> **Information shown**:
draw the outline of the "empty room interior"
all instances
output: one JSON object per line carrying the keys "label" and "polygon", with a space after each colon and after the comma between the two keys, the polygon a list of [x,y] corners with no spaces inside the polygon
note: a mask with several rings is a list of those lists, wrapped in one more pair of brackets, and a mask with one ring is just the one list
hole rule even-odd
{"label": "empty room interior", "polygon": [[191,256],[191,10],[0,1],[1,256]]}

> **Short problem**:
Can you repeat the rows with "all instances" swapped for "every instance" and nothing else altered?

> **Solution to this exercise**:
draw the outline of the "empty room interior"
every instance
output: one JSON object per line carrying the keys "label" and "polygon", with a space after each colon and after the comma between the two keys, the polygon a list of [x,y] corners with no spaces inside the polygon
note: a mask with several rings is a list of those lists, wrapped in one more pair of brackets, and a mask with one ring is just the one list
hole rule even-odd
{"label": "empty room interior", "polygon": [[191,256],[191,10],[0,1],[1,256]]}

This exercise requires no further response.